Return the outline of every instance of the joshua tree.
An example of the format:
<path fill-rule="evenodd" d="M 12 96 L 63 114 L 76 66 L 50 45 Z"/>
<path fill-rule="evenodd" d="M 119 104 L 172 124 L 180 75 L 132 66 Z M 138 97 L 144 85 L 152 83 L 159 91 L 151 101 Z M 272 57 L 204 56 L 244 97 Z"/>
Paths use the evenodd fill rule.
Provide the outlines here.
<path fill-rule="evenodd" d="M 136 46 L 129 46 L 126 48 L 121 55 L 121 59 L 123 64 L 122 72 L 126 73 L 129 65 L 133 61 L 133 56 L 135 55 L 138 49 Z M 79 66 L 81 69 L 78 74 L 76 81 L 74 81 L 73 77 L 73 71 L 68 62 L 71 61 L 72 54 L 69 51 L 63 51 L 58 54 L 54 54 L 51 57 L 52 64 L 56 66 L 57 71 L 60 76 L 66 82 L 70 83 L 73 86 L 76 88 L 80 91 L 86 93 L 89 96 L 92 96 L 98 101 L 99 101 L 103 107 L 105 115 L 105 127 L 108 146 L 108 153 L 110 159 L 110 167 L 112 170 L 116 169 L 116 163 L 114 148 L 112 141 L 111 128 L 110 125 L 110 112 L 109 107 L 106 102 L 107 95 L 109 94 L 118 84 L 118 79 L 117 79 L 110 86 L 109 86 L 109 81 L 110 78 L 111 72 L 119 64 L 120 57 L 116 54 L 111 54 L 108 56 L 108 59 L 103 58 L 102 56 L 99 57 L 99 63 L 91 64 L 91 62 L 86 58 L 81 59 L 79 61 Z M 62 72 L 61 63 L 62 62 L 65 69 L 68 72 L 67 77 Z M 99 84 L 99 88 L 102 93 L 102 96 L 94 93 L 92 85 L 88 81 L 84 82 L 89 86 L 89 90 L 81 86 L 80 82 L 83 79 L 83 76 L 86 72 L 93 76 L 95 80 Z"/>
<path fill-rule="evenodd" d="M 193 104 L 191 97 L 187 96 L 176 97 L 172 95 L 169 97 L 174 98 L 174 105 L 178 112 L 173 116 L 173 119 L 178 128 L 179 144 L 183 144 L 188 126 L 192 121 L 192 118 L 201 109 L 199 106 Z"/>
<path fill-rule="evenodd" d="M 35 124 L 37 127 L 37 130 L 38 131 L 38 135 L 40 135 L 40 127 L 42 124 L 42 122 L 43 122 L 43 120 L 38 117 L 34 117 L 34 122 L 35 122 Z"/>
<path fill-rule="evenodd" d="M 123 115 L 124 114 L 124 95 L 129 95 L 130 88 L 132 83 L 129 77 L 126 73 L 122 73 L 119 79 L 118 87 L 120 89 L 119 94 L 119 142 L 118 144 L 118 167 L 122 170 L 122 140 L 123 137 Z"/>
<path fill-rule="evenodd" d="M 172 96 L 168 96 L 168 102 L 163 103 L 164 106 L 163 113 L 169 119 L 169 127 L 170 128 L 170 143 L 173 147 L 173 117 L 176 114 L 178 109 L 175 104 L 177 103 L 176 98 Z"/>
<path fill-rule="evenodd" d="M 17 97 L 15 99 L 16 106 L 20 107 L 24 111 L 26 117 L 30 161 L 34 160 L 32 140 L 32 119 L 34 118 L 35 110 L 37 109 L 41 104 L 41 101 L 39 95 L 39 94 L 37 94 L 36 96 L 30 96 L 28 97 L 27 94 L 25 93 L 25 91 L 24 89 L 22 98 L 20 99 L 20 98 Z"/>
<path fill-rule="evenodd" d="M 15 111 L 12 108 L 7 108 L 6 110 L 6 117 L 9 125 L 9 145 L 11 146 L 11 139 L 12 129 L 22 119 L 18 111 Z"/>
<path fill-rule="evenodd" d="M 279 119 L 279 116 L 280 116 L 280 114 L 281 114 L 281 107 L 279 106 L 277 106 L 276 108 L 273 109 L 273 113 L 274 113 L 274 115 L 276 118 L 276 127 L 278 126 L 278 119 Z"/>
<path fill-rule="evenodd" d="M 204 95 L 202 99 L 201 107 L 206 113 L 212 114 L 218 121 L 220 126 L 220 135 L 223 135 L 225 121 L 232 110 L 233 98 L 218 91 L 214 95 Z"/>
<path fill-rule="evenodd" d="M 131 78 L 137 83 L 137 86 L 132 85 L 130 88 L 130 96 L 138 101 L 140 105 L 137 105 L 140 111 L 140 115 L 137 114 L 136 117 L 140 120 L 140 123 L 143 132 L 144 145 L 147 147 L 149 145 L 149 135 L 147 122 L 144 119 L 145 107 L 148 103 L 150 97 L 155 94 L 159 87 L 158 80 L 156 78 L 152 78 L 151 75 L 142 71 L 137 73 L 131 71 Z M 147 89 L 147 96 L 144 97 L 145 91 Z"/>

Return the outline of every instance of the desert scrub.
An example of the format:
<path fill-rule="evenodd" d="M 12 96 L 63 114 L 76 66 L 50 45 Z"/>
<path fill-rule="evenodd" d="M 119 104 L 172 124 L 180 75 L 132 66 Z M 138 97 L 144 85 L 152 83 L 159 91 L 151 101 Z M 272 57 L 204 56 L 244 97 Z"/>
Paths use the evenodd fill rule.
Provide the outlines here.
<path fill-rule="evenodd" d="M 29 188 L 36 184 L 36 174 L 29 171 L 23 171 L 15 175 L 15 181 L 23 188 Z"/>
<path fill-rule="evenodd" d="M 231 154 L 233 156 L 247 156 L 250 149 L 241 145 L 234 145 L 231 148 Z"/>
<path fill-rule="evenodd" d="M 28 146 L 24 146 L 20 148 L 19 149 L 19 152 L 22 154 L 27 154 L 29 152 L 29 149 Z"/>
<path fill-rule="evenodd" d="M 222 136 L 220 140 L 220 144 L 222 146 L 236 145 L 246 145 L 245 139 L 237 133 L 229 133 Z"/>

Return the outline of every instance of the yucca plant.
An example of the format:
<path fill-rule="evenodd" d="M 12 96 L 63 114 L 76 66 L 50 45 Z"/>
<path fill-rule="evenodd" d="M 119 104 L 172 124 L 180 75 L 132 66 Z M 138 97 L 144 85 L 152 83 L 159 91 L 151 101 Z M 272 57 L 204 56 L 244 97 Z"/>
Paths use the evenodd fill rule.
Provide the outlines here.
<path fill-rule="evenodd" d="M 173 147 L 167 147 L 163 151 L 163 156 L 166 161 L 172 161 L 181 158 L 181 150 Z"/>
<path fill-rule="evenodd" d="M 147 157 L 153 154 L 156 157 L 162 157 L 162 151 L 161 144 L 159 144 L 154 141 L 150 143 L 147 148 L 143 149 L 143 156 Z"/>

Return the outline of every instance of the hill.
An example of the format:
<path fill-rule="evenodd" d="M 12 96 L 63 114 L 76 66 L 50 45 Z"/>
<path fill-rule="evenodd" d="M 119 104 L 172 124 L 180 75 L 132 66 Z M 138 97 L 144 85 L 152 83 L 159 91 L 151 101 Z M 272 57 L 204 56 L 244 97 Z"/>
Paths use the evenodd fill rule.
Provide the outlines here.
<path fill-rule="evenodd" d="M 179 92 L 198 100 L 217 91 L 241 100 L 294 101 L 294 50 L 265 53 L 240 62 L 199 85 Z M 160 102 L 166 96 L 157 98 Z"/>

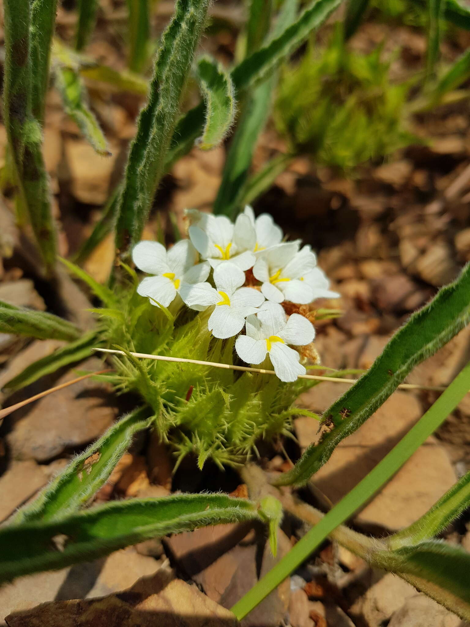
::::::
**Work to be completed:** Can you lay out all of the data above as a numbered list, one line per item, with blank lines left out? Leave the pictures out of the answer.

**The reply:**
1. Return the outline of every instance of the joshua tree.
2. An example of the format:
3. <path fill-rule="evenodd" d="M 12 96 L 63 114 L 76 66 L 50 45 Z"/>
4. <path fill-rule="evenodd" d="M 119 104 L 172 124 L 180 75 L 132 66 Z M 138 97 L 144 85 L 152 83 L 159 91 L 151 101 Z M 272 57 L 204 56 L 244 97 Z"/>
5. Paths use the evenodd fill rule.
6. Provide the outlines here.
7. <path fill-rule="evenodd" d="M 136 46 L 129 46 L 126 48 L 121 55 L 121 59 L 123 64 L 122 72 L 126 73 L 129 65 L 133 61 L 133 56 L 135 55 L 138 49 Z M 79 66 L 81 69 L 78 74 L 76 81 L 74 81 L 73 77 L 73 71 L 68 62 L 71 61 L 72 54 L 69 51 L 63 51 L 58 54 L 54 54 L 51 57 L 52 64 L 56 66 L 57 71 L 60 76 L 66 82 L 70 83 L 73 86 L 76 88 L 80 91 L 86 93 L 89 96 L 92 96 L 98 101 L 99 101 L 103 107 L 105 115 L 105 127 L 108 146 L 108 153 L 110 159 L 110 167 L 112 170 L 116 169 L 116 163 L 114 148 L 112 141 L 111 128 L 110 125 L 110 112 L 109 107 L 106 102 L 107 95 L 109 94 L 118 84 L 118 79 L 117 79 L 110 86 L 109 86 L 109 81 L 110 78 L 111 72 L 119 64 L 120 57 L 116 54 L 111 54 L 108 56 L 108 59 L 103 58 L 102 56 L 99 57 L 99 63 L 91 64 L 91 62 L 86 58 L 81 59 L 79 61 Z M 62 72 L 61 63 L 62 62 L 65 69 L 68 72 L 67 77 Z M 99 84 L 99 88 L 102 93 L 102 96 L 94 93 L 92 85 L 88 81 L 84 82 L 89 86 L 89 90 L 81 86 L 80 82 L 83 79 L 83 76 L 86 72 L 93 76 L 95 80 Z"/>
8. <path fill-rule="evenodd" d="M 193 104 L 191 97 L 187 96 L 176 97 L 172 95 L 169 97 L 174 98 L 174 105 L 178 112 L 173 116 L 173 119 L 178 128 L 179 144 L 183 144 L 188 126 L 192 121 L 192 118 L 201 109 L 199 106 Z"/>
9. <path fill-rule="evenodd" d="M 35 124 L 37 127 L 37 130 L 38 131 L 38 135 L 40 135 L 40 127 L 42 124 L 42 122 L 43 122 L 43 120 L 38 117 L 34 117 L 34 122 L 35 122 Z"/>
10. <path fill-rule="evenodd" d="M 123 115 L 124 114 L 124 95 L 129 95 L 130 88 L 132 83 L 129 77 L 126 73 L 122 73 L 119 79 L 118 87 L 120 89 L 119 94 L 119 142 L 118 144 L 118 167 L 122 170 L 122 140 L 123 137 Z"/>
11. <path fill-rule="evenodd" d="M 172 96 L 168 96 L 168 102 L 163 103 L 164 106 L 163 113 L 169 119 L 169 127 L 170 128 L 170 143 L 173 147 L 173 117 L 176 114 L 178 109 L 175 104 L 177 103 L 176 98 Z"/>
12. <path fill-rule="evenodd" d="M 17 97 L 15 99 L 16 106 L 20 107 L 24 111 L 26 117 L 30 161 L 34 160 L 32 140 L 32 119 L 34 118 L 35 110 L 37 109 L 41 104 L 41 101 L 39 95 L 39 94 L 37 94 L 36 96 L 30 96 L 28 97 L 27 94 L 25 93 L 25 91 L 24 89 L 22 98 L 20 99 L 20 98 Z"/>
13. <path fill-rule="evenodd" d="M 15 111 L 12 108 L 7 108 L 6 110 L 6 117 L 9 125 L 9 145 L 11 146 L 11 139 L 12 129 L 22 119 L 18 111 Z"/>
14. <path fill-rule="evenodd" d="M 279 119 L 279 116 L 280 116 L 280 114 L 281 114 L 281 107 L 279 106 L 277 106 L 276 108 L 273 109 L 273 113 L 274 113 L 274 115 L 276 118 L 276 127 L 278 126 L 278 119 Z"/>
15. <path fill-rule="evenodd" d="M 204 95 L 202 99 L 201 107 L 206 113 L 212 114 L 218 121 L 220 126 L 220 135 L 223 135 L 225 121 L 232 110 L 233 98 L 218 91 L 214 95 Z"/>
16. <path fill-rule="evenodd" d="M 131 78 L 137 83 L 137 86 L 132 85 L 130 88 L 130 96 L 138 101 L 140 105 L 137 105 L 140 111 L 140 115 L 137 114 L 136 117 L 140 120 L 140 123 L 143 132 L 144 145 L 147 147 L 149 145 L 149 135 L 147 122 L 144 119 L 145 107 L 148 103 L 150 97 L 155 94 L 159 87 L 158 80 L 156 78 L 152 78 L 151 75 L 142 71 L 137 73 L 131 71 Z M 147 89 L 147 96 L 144 97 L 145 91 Z"/>
17. Return the outline of every instance of the desert scrub.
18. An example of the format:
19. <path fill-rule="evenodd" d="M 12 96 L 63 114 L 76 66 L 50 45 Z"/>
20. <path fill-rule="evenodd" d="M 119 104 L 172 124 L 180 75 L 132 66 Z M 138 97 L 144 85 L 152 83 L 159 91 L 151 101 Z M 272 57 L 204 56 L 244 97 Z"/>
21. Paths use the evenodd fill rule.
22. Provide the outlines here.
23. <path fill-rule="evenodd" d="M 29 188 L 36 184 L 36 174 L 29 171 L 23 171 L 15 175 L 15 181 L 23 188 Z"/>
24. <path fill-rule="evenodd" d="M 231 154 L 233 156 L 247 156 L 250 149 L 241 145 L 234 145 L 231 148 Z"/>
25. <path fill-rule="evenodd" d="M 28 146 L 24 146 L 20 148 L 19 149 L 19 152 L 22 154 L 27 154 L 29 152 L 29 149 Z"/>
26. <path fill-rule="evenodd" d="M 222 136 L 220 140 L 220 144 L 222 146 L 236 145 L 246 145 L 245 139 L 237 133 L 229 133 Z"/>
27. Return the outline of every instance of the yucca plant.
28. An example of the format:
29. <path fill-rule="evenodd" d="M 12 96 L 63 114 L 76 66 L 50 45 Z"/>
30. <path fill-rule="evenodd" d="M 119 104 L 172 124 L 180 75 L 132 66 Z M 138 97 L 144 85 L 152 83 L 159 91 L 151 101 Z M 272 57 L 204 56 L 244 97 Z"/>
31. Paths use the evenodd fill rule.
32. Provide the outlines here.
33. <path fill-rule="evenodd" d="M 173 147 L 167 147 L 163 151 L 163 156 L 166 161 L 172 161 L 181 158 L 181 150 Z"/>
34. <path fill-rule="evenodd" d="M 147 157 L 153 154 L 156 157 L 162 157 L 162 151 L 161 144 L 159 144 L 154 141 L 150 143 L 147 148 L 143 149 L 143 156 Z"/>
35. Return the outline of every instance of the hill.
36. An example of the format:
37. <path fill-rule="evenodd" d="M 12 96 L 63 114 L 76 66 L 50 45 Z"/>
38. <path fill-rule="evenodd" d="M 119 104 L 172 124 L 180 75 L 132 66 Z M 138 97 L 144 85 L 152 83 L 159 91 L 151 101 Z M 272 57 L 204 56 L 244 97 Z"/>
39. Paths use the evenodd fill rule.
40. Provide the outlines here.
41. <path fill-rule="evenodd" d="M 179 92 L 198 100 L 217 91 L 241 100 L 294 101 L 294 50 L 265 53 L 240 62 L 199 85 Z M 160 102 L 166 96 L 157 98 Z"/>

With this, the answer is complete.